已保存的条目:
=======

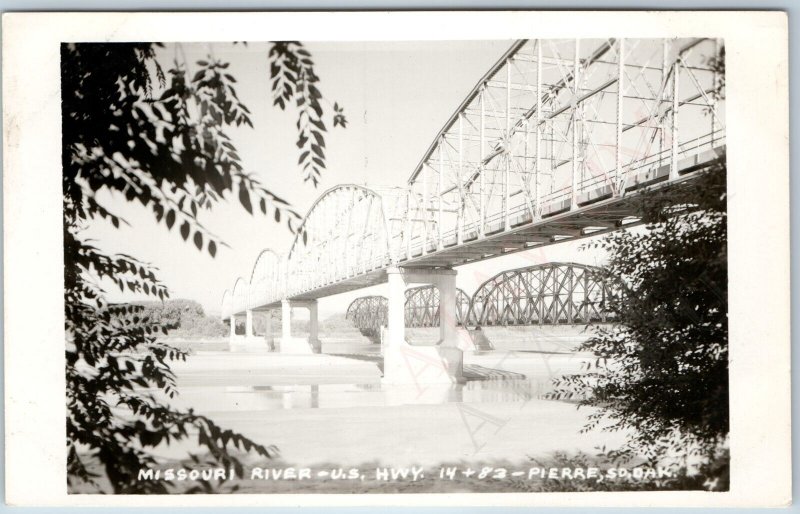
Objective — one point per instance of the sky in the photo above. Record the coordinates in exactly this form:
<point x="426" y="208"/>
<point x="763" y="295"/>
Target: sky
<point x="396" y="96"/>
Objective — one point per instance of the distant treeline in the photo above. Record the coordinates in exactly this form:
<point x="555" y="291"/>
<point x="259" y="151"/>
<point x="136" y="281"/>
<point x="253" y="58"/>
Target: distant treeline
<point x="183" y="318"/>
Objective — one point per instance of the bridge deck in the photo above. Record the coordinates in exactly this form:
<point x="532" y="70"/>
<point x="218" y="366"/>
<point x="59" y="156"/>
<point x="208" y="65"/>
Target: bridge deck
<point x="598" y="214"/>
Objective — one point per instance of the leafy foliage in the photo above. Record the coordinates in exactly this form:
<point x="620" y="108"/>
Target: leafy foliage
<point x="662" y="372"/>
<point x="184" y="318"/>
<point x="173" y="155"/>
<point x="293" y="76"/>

=======

> [练习要求]: 请把上面的列表全部逐行改写成编号清单，略去空行，答案中不要包含图片。

> [正确答案]:
1. Objective — one point per instance of the sky in the photo above. Record the coordinates in exactly this form:
2. <point x="426" y="208"/>
3. <point x="763" y="295"/>
4. Target: sky
5. <point x="396" y="96"/>
6. Objective — one point per instance of the distant treeline in the photo above. Record the coordinates in exactly this form:
7. <point x="555" y="291"/>
8. <point x="259" y="151"/>
9. <point x="136" y="281"/>
10. <point x="253" y="58"/>
11. Target: distant treeline
12. <point x="183" y="318"/>
13. Objective — one point per instance of the bridge deck in the photo above. Record the coordinates in exactly this form:
14. <point x="532" y="70"/>
15. <point x="218" y="366"/>
16. <point x="59" y="156"/>
17. <point x="208" y="65"/>
18. Target: bridge deck
19. <point x="598" y="214"/>
20. Objective — one point per instance of the leafy foliage in the photo above. Record the coordinates in exactly this form:
21. <point x="620" y="108"/>
22. Target: leafy foliage
23. <point x="662" y="372"/>
24. <point x="184" y="318"/>
25. <point x="173" y="155"/>
26. <point x="293" y="76"/>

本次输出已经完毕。